WHAT NEEDS TO BE DONE: Begin at the line below that contains "Where can you find the white". Repeat it and all remaining lines of the records exactly.

***** DATA EXCERPTS

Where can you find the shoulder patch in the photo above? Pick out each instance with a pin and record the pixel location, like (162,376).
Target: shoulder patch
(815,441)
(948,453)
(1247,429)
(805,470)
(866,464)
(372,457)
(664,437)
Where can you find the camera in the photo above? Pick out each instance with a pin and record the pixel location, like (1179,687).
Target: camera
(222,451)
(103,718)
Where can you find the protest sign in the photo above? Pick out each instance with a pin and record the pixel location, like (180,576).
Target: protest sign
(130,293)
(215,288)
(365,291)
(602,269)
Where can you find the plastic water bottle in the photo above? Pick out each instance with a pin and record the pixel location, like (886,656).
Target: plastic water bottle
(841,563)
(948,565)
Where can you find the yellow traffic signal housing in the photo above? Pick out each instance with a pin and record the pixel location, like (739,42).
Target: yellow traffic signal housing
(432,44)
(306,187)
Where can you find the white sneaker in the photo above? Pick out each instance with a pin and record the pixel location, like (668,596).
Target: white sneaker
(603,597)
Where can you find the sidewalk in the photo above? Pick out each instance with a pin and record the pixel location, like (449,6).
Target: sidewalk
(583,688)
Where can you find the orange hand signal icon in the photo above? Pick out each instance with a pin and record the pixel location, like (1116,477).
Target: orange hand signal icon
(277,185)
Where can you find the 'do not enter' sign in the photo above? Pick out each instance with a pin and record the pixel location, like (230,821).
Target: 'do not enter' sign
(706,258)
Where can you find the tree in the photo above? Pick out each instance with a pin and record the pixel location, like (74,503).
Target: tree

**********

WRITTEN SOLUTION:
Where can you find the white sneaker in the photo above? Pick out each instance with a pin and record the pixel location, like (668,596).
Target: white sneaker
(603,597)
Where can you find the sidewalk in the photo above? Pick out each instance with a pin and record the pixel location, like (449,6).
Target: sidewalk
(583,688)
Where can you find the orange hand signal icon in the photo above? Pick out each instance with a pin and record the pixel location, like (1116,477).
Target: orange hand signal icon
(277,185)
Where can you find the 'do not enter' sign in the photo above? Pick out each instance with a pin and record the pixel location, like (230,821).
Target: 'do not enter' sign
(706,258)
Where can you find the tree in the photo above? Pick out each instance with a pin and record the pixel location, like (74,503).
Target: tree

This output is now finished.